▸ Требование A: Процитируйте отрывок о Верещагине от слов "Она включала в" до слов "Василий Васильевич Верещагин." включительно.
▸ Требование B: Сколько картин, согласно отрывку о Верещагине, было представлено на выставке в залах Общества поощрения художеств?

-------- Отрывок документа

На выставке, открывшейся во второй половине ноября в залах Общества поощрения художеств на Большой Морской, было представлено 49 картин. Большую часть из них петербургская публика видела впервые. Из новых болгарских картин демонстрировались три полотна — «Башибузук (Албанец)», «Турецкий лазарет» и «После атаки. Перевязочный пункт под Плевной». А. И. Сомов в журнале «Художественные новости» в рецензии на выставку писал: «…Долго не можешь отделаться от удручающего впечатления, какое производят эти представленные с реальною правдою жертвы войны, эта масса пушечного мяса, там — брошенная на произвол судьбы, здесь — еще страдающая и жаждущая помощи под лучами солнца». Рецензент не обошел вниманием и новые индийские картины Верещагина, особо отметив «изумительный пейзаж» «Тадж-Махал вечером».

Несмотря на хвалебные отзывы критики, публика, как и в Москве, в отличие от прежних времен, особого интереса к выставке не проявила. И это было объяснимо: всё самое важное, что Верещагин хотел сказать своими картинами, и болгарскими, и индийскими, он уже сказал ранее. Некоторых отпугивала от посещения выставки возросшая входная плата. В связи с этим живописец и известный педагог, преподававший в Академии художеств, Павел Петрович Чистяков писал в начале 1884 года Третьякову: «Двугривенный на выставку В. В. Верещагина всё дело испортил. Публика не валила валом, да и недовольных его работами много. А между тем есть и на этой выставке хорошие картины»[297].

В дни работы выставки Крамской предпринял еще одну попытку написать по заказу Третьякова портрет Верещагина. Но сеансы позирования прервались из-за болезни портретируемого. 17 ноября Верещагин запиской уведомил Крамского, что прийти в мастерскую не сможет: «Нездоров, в лихорадке, в постели… Постараюсь быть еще раз перед отъездом». Этот портрет кисти Крамского так и остался неоконченным. Уже после смерти Ивана Николаевича его в мастерской покойного художника увидел Репин и сообщил Третьякову, имея в виду те произведения покойного художника, которые Павлу Михайловичу необходимо приобрести для своей галереи: «Это, во-первых, портрет В. В. Верещагина — превосходно написанная голова! Редкость! Какое счастье, что она осталась неоконченной!»[298] Третьяков к мнению Репина прислушался и на аукционе, где распродавались картины Крамского, оставшиеся после его смерти, приобрел этот портрет для своего собрания.

В конце 1883 года состоялось событие, укрепившее веру Верещагина в свои литературные способности: в Петербурге вышла в свет его книга «Очерки, наброски, воспоминания».

Она включала в себя очерки «Из путешествия по Закавказскому краю», «Из путешествия по Средней Азии», а также «Из рассказов крестьянина-охотника», созданный еще в годы учебы в Академии художеств. Из новых, ранее не публиковавшихся, в книгу также вошли «Дунай. 1877» — о начале войны с турками, «Воспоминания детства, 1848–1850» — трогательный рассказ о своей няне Анне Ларионовне Потайкиной, и очерк о Тургеневе. Книга была иллюстрирована рисунками Верещагина. В том же году в Петербурге увидела свет в переводе с немецкого первая часть «Очерков путешествия в Гималаи г-на и г-жи Верещагиных» с рисунками художника. В совокупности эти книги позволили заинтересованной публике намного лучше представить себе такого своеобразного, необыкновенного человека, каким был Василий Васильевич Верещагин.

----------------
-------- Набор записей

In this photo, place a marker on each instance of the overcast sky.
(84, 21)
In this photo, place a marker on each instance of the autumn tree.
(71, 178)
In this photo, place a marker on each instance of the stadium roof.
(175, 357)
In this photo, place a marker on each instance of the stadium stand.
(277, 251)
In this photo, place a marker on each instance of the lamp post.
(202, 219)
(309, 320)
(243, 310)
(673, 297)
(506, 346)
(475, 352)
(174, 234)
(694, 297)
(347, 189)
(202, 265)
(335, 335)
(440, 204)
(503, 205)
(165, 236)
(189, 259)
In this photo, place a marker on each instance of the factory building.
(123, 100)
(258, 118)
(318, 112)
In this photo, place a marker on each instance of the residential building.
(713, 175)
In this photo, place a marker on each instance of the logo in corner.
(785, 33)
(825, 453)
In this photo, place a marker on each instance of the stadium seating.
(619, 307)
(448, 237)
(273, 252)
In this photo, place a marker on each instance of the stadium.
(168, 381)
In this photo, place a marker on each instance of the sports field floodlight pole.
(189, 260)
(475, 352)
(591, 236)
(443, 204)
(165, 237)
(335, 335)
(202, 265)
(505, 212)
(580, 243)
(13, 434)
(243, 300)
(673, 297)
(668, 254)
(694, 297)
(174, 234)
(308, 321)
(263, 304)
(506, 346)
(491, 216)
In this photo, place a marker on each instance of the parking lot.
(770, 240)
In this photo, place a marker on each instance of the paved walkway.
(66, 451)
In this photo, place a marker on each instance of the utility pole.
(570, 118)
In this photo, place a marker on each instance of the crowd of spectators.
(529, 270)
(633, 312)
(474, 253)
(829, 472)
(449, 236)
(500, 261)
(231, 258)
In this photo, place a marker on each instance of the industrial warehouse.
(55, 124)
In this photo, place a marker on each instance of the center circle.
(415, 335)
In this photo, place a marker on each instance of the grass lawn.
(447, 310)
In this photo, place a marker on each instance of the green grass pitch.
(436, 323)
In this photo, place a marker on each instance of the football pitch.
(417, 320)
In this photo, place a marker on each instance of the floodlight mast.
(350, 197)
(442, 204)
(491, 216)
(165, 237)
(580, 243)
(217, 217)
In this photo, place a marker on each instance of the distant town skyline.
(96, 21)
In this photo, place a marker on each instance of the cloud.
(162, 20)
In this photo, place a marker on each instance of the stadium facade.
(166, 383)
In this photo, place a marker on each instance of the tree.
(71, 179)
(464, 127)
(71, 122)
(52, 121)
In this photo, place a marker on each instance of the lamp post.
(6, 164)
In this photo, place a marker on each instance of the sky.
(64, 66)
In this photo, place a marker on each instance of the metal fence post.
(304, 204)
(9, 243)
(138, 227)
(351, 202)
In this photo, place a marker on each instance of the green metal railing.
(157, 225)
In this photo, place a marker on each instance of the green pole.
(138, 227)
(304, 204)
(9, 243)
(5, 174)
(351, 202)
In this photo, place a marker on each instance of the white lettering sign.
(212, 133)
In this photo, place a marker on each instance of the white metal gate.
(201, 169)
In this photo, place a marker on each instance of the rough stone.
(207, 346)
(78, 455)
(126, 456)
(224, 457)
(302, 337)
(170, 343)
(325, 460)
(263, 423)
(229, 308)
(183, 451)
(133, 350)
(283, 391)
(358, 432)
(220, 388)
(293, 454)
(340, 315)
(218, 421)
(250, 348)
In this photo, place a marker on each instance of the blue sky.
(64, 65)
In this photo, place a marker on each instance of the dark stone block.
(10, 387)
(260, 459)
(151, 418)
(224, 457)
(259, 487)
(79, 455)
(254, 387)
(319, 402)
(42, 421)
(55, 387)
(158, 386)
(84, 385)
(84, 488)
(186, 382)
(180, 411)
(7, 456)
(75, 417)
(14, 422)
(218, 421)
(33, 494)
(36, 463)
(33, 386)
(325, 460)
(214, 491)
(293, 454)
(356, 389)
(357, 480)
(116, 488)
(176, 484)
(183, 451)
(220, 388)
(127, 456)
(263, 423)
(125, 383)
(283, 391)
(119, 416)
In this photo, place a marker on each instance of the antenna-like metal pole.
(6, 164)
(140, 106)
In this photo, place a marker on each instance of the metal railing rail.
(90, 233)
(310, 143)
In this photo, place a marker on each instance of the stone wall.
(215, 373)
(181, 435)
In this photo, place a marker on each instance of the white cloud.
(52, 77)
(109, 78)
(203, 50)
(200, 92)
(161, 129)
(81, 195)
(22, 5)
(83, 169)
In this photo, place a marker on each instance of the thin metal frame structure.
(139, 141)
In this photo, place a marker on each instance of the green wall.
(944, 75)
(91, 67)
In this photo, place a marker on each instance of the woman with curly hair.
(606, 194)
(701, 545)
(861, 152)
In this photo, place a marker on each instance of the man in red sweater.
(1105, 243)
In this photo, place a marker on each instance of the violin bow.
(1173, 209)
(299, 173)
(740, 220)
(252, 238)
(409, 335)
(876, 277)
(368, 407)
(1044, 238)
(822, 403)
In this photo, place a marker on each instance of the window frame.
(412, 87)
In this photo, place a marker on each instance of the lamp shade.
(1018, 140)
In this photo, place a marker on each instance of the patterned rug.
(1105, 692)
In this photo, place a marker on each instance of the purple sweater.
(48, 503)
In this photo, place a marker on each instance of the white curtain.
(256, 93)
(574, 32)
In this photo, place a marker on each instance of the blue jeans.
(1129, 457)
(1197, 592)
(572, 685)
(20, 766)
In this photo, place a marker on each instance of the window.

----------------

▸ Ответ к упражнению A:
Она включала в себя очерки «Из путешествия по Закавказскому краю», «Из путешествия по Средней Азии», а также «Из рассказов крестьянина-охотника», созданный еще в годы учебы в Академии художеств. Из новых, ранее не публиковавшихся, в книгу также вошли «Дунай. 1877» — о начале войны с турками, «Воспоминания детства, 1848–1850» — трогательный рассказ о своей няне Анне Ларионовне Потайкиной, и очерк о Тургеневе. Книга была иллюстрирована рисунками Верещагина. В том же году в Петербурге увидела свет в переводе с немецкого первая часть «Очерков путешествия в Гималаи г-на и г-жи Верещагиных» с рисунками художника. В совокупности эти книги позволили заинтересованной публике намного лучше представить себе такого своеобразного, необыкновенного человека, каким был Василий Васильевич Верещагин.

▸ Ответ к упражнению B: 49 картин.